Gegeven tekst:
Pachter heeft nog gesteld dat het verzoek van verpachter om goedkeuring voor een kortere dan de wettelijke duur naar maatstaven van redelijkheid en billijkheid onaanvaardbaar is. Daarvoor heeft pachter echter onvoldoende gesteld. Dat bij pachter het gerechtvaardigd vertrouwen is ontstaan dat de bestaande verhouding bestendigd zou worden, heeft zij onvoldoende onderbouwd, gelet op hetgeen het hof hiervoor heeft overwogen dat pachter de gronden mocht gebruiken in het kader van de zogenoemde sterfhuisconstructie en pachter zich er dus van bewust was dat het gebruik van de grond op enig moment zou stoppen.

Slotsom

De beschikking, waarvan beroep, moet worden bevestigd.

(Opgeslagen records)
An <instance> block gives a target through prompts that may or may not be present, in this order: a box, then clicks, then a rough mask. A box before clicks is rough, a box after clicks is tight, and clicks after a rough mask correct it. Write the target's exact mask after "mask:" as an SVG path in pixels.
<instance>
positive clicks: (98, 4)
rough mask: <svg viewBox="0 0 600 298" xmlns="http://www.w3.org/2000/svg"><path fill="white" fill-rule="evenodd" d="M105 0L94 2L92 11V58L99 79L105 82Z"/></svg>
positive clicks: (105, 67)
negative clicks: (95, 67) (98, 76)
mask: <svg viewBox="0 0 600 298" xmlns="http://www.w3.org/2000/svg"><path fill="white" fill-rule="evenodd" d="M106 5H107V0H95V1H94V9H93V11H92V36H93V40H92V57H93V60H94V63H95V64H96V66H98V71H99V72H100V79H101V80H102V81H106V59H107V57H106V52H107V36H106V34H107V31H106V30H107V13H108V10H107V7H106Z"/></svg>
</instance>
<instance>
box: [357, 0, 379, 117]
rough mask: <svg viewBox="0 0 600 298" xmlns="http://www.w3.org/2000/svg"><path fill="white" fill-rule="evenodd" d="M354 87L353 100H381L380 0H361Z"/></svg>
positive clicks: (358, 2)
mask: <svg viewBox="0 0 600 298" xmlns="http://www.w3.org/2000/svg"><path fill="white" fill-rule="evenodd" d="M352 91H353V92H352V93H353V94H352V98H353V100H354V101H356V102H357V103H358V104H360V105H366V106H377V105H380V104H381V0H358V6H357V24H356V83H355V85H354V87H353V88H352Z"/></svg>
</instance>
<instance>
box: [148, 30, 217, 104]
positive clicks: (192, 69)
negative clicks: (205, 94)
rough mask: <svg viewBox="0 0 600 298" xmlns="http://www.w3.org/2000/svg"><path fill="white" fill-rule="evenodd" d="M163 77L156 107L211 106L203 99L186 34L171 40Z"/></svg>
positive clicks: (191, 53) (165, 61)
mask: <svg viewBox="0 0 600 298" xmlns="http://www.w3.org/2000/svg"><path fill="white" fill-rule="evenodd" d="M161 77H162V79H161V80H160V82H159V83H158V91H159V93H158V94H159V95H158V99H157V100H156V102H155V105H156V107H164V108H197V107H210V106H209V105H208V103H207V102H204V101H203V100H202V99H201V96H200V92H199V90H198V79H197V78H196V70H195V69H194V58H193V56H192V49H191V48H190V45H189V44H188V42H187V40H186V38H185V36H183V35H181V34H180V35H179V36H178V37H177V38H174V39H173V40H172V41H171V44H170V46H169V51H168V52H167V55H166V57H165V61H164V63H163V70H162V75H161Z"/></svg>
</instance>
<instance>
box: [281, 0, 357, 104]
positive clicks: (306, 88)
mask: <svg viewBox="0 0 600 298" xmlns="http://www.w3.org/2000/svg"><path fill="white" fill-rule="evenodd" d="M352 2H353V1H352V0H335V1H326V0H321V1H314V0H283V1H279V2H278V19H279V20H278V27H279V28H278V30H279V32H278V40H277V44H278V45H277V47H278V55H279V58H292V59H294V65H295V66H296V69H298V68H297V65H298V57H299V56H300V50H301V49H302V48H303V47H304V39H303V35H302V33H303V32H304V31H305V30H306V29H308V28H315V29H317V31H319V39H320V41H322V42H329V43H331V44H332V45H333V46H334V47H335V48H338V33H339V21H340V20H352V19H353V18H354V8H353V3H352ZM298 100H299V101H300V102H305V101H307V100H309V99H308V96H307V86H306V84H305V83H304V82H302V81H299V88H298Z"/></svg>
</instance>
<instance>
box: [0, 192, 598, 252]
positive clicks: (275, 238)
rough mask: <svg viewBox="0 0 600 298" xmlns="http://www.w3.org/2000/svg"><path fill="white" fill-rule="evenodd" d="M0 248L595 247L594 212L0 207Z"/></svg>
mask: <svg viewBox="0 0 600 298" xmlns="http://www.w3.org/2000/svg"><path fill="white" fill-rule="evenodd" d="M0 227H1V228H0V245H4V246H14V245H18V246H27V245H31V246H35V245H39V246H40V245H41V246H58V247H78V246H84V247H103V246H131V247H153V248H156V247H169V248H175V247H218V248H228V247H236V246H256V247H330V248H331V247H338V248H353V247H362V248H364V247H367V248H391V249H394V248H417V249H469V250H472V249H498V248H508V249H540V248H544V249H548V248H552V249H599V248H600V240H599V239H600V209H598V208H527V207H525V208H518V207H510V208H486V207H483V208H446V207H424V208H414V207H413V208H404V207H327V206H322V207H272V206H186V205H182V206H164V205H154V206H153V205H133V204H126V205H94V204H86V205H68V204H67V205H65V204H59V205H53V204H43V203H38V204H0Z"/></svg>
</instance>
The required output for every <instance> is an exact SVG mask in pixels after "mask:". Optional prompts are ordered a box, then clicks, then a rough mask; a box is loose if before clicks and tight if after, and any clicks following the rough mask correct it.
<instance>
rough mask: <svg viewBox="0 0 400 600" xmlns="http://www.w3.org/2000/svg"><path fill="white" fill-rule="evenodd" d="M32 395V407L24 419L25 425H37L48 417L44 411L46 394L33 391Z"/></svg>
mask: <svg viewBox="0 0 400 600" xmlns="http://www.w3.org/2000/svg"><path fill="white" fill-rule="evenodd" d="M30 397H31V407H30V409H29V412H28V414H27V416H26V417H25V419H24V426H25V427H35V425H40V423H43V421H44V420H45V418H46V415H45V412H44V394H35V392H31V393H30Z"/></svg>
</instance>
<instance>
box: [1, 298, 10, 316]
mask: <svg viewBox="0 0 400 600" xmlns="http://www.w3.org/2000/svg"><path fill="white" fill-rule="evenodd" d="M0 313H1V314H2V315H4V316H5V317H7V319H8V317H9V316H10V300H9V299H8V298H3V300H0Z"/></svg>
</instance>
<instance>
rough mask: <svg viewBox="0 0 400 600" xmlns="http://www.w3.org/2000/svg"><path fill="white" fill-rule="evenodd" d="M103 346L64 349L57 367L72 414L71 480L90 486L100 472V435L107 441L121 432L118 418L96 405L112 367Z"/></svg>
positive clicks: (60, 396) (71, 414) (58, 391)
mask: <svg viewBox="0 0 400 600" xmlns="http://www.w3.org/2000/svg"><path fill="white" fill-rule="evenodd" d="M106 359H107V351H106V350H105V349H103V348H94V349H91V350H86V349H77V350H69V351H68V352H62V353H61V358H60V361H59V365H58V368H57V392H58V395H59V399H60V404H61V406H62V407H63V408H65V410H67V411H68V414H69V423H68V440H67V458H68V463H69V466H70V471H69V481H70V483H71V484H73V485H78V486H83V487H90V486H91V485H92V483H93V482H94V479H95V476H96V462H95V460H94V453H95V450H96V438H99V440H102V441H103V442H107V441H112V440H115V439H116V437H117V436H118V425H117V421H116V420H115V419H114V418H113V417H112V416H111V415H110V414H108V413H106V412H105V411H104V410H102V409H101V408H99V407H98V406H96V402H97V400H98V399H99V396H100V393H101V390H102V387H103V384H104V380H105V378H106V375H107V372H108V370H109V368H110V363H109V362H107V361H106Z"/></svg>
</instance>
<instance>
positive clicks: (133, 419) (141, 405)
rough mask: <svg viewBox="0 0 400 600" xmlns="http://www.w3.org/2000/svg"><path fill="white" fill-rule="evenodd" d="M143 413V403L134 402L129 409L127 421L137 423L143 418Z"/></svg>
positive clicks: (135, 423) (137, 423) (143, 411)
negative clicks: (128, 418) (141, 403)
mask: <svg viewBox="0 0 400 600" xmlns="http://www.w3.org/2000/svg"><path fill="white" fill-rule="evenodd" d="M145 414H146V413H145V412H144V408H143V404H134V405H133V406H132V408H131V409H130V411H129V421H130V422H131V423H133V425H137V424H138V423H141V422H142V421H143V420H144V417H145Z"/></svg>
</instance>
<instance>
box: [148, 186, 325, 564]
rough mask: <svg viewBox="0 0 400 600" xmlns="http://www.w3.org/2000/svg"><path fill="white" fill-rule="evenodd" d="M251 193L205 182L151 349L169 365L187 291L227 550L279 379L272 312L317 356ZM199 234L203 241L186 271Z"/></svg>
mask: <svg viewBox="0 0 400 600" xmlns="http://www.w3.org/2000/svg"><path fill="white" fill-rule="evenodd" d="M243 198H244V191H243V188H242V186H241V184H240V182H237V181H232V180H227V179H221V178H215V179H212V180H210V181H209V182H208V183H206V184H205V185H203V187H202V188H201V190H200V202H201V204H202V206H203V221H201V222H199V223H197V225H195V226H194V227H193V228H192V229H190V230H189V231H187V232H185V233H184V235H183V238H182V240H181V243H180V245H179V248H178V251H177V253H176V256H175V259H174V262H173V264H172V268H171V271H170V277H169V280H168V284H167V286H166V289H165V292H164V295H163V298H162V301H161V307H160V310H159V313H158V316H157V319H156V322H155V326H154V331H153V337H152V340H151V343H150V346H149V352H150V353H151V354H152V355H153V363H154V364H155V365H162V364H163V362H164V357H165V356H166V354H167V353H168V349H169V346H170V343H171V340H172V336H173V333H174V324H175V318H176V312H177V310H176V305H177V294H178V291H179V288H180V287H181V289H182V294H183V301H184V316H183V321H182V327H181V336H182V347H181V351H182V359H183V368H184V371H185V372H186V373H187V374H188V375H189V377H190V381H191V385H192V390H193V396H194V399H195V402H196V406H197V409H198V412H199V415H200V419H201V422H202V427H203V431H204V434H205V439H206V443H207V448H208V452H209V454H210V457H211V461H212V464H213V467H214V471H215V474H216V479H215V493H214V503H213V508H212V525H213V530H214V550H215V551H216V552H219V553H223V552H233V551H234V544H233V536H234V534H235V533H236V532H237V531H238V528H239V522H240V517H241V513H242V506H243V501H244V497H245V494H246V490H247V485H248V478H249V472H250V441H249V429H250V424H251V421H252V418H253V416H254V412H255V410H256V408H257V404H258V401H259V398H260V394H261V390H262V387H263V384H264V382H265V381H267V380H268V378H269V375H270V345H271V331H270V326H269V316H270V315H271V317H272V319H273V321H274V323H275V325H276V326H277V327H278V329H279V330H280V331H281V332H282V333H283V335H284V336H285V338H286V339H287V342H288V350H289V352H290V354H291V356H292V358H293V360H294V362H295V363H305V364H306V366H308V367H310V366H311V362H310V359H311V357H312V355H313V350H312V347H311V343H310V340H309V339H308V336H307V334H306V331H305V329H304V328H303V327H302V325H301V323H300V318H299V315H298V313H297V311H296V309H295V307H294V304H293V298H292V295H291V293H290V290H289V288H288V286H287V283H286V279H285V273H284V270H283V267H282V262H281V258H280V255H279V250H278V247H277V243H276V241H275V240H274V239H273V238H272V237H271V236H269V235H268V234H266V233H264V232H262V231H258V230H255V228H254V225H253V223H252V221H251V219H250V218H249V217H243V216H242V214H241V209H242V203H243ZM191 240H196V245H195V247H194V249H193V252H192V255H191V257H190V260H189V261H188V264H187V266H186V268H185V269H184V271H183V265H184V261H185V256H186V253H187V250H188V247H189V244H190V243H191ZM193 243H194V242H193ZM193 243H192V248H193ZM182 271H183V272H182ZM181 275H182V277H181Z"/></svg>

Uit te voeren taken:
**A.** Wat moet er volgens de slotsom in de tekst over de pachtzaak met de beschikking gebeuren?
**B.** Neem het gedeelte van de tekst over de pachtzaak letterlijk over, van "Pachter heeft nog" tot en met "moment zou stoppen.".
**C.** Zet de tekst over de pachtzaak voort vanaf het punt waar deze eindigt.
De records zijn afkomstig uit een andere bron.

Antwoorden per taak:
**A.** De beschikking moet worden bevestigd.

**B.**
Pachter heeft nog gesteld dat het verzoek van verpachter om goedkeuring voor een kortere dan de wettelijke duur naar maatstaven van redelijkheid en billijkheid onaanvaardbaar is. Daarvoor heeft pachter echter onvoldoende gesteld. Dat bij pachter het gerechtvaardigd vertrouwen is ontstaan dat de bestaande verhouding bestendigd zou worden, heeft zij onvoldoende onderbouwd, gelet op hetgeen het hof hiervoor heeft overwogen dat pachter de gronden mocht gebruiken in het kader van de zogenoemde sterfhuisconstructie en pachter zich er dus van bewust was dat het gebruik van de grond op enig moment zou stoppen.

**C.**
Beslissing

De Centrale Grondkamer, beschikkende in hoger beroep:
bevestigt de beschikking, waarvan beroep.
Deze beschikking is gegeven op 9 juli 2018 door mrs. Th.C.M. Willemse, H.L. Wattel en D.H. de Witte en de deskundige leden mr. ing. H.J. Vinke en ir. J.H. Jurrius, in tegenwoordigheid van mr. M. Vriend, als griffier. Bij afwezigheid van de voorzitter is deze beschikking ondertekend door mr. H.L. Wattel.